▶ [Set problem A]: Pull out every line of the entries that contains the string "wearing", and copy each line as it appears.
::: Text extract :::
What God changed in this covenant, was how He was going to respond to
our perpetual rebellion. God decided to extend to the human race
from this covenant on what is called “common grace.”
The Noahic covenant establishes common grace. There is a saving grace
that is granted only to those God has elected for salvation. But
what keeps the human race from utter anarchy and self-annihilation,
what grants God’s blessings upon the righteous and the
unrighteous, what allows humans to display any measure of goodness is
God’s common grace extended to all.
Now every aspect of our faith is empowered and founded on God’s
covenantal promises. But since we are now studying specifically
the covenant God made with Noah, we must limit our question to this,
“How does the Noahic covenant empower our faith?”
Our first faith lesson this morning is this:
1. God remembers the covenant he made
with Noah.
When God interacts with a still rebellious world, God remembers the
covenant made with Noah. When God looks down upon the human race,
God right now does not deal with us according to our sin, but according
to grace, saving grace and common grace.
::: Records for the exercise :::
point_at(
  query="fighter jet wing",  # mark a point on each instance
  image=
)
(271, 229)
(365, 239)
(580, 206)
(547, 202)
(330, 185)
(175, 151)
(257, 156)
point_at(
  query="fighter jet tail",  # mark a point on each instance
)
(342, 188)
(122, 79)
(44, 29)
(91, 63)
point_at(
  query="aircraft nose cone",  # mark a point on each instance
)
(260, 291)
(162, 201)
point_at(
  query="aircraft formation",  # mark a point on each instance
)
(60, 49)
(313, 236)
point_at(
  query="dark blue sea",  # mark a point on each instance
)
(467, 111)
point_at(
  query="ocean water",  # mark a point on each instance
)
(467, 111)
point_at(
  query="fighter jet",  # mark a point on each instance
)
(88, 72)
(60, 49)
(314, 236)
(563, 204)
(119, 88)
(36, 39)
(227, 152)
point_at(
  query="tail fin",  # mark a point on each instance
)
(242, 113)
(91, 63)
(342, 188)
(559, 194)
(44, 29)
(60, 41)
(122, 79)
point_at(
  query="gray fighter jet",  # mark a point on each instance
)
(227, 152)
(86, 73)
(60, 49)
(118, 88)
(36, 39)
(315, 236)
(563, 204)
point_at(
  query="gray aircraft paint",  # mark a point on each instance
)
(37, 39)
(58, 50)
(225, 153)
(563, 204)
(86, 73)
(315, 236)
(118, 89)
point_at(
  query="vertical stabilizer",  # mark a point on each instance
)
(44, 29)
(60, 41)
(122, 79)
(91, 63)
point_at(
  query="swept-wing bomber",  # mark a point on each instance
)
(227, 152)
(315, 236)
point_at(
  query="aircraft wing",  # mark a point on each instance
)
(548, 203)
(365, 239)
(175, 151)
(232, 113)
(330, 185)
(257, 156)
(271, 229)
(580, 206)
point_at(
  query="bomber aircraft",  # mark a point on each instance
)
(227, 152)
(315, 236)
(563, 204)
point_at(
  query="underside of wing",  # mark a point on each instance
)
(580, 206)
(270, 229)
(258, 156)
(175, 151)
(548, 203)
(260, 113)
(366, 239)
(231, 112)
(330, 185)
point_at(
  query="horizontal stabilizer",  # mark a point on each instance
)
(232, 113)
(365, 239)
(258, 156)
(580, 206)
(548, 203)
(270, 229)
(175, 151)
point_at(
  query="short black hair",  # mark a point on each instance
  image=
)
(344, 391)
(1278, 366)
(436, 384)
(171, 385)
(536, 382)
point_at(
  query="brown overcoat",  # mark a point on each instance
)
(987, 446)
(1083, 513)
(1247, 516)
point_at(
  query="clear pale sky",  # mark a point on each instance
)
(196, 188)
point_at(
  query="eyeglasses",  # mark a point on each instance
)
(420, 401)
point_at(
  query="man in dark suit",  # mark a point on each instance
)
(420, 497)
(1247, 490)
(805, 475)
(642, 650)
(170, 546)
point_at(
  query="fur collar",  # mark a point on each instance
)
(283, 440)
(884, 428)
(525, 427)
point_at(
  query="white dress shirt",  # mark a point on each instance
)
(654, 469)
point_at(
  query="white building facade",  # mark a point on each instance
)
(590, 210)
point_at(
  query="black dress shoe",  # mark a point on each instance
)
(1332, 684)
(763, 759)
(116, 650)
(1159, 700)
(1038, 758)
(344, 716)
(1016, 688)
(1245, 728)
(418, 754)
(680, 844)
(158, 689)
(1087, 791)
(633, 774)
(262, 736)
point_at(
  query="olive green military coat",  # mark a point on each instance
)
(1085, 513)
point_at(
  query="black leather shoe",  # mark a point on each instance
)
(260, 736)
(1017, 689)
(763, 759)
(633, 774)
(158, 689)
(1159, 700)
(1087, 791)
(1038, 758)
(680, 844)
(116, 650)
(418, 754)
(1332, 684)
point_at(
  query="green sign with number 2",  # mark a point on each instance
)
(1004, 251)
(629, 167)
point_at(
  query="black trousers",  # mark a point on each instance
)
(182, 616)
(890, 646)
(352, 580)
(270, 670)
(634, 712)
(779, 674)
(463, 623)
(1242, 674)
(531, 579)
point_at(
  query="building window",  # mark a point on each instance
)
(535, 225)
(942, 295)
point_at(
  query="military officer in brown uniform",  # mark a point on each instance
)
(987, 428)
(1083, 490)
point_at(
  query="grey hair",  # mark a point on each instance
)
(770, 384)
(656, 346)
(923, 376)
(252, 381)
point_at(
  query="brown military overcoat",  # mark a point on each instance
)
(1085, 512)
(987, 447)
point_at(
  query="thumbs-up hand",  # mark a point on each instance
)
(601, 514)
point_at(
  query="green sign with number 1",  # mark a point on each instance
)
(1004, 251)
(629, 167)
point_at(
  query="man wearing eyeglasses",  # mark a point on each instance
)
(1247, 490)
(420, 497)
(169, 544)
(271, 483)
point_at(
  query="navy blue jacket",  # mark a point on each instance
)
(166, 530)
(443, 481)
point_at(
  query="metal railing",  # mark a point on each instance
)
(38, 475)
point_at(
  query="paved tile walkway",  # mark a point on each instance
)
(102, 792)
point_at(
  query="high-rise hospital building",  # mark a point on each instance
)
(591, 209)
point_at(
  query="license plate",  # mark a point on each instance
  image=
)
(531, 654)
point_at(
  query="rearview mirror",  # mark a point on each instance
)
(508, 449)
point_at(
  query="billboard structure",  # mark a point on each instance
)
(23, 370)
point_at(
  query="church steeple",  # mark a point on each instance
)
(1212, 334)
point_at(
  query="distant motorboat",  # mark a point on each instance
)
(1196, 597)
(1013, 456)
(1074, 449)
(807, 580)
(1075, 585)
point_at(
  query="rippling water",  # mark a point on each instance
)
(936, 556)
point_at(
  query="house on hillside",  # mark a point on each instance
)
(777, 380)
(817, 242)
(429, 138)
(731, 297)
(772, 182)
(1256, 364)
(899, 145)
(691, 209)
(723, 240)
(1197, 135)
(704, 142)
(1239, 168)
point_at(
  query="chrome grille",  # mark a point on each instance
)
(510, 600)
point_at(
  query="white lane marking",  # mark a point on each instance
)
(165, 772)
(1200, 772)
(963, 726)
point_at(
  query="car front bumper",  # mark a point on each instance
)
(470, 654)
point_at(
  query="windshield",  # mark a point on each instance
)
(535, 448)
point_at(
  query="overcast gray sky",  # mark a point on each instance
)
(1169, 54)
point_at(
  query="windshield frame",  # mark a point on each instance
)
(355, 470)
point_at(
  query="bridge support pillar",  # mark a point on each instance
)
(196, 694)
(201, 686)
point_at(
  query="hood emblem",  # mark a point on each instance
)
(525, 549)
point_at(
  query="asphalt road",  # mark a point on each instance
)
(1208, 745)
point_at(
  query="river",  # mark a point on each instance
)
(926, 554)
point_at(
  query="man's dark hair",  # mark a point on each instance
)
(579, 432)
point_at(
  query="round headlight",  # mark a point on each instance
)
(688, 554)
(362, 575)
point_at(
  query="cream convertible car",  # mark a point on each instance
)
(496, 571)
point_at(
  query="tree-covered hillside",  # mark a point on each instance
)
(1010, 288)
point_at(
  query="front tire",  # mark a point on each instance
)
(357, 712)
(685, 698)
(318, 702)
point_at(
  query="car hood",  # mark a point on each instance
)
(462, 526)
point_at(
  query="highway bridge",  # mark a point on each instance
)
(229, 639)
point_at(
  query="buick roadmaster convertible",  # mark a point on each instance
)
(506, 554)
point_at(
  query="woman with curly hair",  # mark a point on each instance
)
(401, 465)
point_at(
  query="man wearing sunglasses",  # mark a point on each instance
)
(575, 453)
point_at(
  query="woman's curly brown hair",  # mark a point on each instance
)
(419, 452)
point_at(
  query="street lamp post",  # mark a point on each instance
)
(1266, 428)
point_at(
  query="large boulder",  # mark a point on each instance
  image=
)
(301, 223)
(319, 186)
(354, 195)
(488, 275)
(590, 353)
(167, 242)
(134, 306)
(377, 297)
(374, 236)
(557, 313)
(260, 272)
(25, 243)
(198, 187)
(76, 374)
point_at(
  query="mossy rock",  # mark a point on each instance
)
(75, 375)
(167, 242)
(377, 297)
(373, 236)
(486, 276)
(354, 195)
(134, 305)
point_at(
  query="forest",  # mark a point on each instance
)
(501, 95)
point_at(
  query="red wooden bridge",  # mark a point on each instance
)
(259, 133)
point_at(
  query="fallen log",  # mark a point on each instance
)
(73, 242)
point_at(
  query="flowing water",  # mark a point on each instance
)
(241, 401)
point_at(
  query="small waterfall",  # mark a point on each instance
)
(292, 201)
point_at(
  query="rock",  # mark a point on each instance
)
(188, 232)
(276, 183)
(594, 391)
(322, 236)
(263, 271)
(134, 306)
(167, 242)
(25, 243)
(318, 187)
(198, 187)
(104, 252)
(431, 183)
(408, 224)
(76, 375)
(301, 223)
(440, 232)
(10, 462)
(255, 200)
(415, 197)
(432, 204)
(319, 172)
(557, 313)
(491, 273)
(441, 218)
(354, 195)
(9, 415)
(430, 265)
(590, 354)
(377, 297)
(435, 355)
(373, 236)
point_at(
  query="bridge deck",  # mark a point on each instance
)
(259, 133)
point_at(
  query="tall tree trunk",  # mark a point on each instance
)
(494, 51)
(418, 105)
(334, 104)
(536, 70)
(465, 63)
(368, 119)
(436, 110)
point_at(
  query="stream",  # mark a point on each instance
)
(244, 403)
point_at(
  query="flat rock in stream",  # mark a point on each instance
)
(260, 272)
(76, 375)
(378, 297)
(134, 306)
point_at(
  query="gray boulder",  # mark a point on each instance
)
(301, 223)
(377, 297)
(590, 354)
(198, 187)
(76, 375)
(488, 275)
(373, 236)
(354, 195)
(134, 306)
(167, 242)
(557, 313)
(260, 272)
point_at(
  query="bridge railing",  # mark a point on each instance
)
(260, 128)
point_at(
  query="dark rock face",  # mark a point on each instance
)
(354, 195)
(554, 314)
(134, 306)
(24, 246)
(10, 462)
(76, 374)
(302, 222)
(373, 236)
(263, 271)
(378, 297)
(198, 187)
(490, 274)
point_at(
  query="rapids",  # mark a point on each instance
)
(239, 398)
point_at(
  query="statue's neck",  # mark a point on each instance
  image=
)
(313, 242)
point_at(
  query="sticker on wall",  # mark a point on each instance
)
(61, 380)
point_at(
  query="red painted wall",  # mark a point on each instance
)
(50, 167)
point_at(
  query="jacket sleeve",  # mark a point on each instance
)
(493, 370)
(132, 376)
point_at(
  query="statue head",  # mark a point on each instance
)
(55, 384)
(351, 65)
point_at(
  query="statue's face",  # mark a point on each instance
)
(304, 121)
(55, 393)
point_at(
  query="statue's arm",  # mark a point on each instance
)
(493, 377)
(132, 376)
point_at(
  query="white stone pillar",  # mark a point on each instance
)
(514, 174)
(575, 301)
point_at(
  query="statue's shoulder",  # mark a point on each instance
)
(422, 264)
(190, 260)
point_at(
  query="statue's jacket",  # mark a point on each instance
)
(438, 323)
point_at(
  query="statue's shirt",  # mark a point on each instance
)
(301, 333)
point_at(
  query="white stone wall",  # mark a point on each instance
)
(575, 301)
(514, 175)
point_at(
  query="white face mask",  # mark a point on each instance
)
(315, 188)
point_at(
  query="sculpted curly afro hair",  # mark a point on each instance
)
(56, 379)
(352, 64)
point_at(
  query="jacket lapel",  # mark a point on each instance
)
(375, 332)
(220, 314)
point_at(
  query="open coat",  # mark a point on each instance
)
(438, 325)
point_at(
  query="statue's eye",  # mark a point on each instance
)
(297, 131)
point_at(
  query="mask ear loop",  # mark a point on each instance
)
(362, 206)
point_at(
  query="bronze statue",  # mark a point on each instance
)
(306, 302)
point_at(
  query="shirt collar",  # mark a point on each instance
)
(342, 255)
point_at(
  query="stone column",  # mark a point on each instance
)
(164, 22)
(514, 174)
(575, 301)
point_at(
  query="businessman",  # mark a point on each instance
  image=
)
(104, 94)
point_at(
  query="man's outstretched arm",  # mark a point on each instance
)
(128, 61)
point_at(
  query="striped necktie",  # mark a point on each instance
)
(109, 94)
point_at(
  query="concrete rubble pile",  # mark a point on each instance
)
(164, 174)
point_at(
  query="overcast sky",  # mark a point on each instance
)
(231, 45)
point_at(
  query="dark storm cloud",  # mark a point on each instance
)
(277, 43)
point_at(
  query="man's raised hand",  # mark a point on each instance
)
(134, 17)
:::
▶ [Set problem B]:
Based on the passage on the Noahic covenant, state whether each statement below agrees with the text. Answer yes or no for each, and quote the words from the text that decide it.
(i) Saving grace is granted to the whole human race.
(ii) The Noahic covenant establishes common grace.
(iii) God currently deals with the human race according to its sin.

▶ [Exercise solution A]:
  query="man wearing eyeglasses",  # mark a point on each instance
  query="man wearing sunglasses",  # mark a point on each instance

▶ [Exercise solution B]:
(i) No: "There is a saving grace that is granted only to those God has elected for salvation."
(ii) Yes: "The Noahic covenant establishes common grace."
(iii) No: "God right now does not deal with us according to our sin, but according to grace, saving grace and common grace."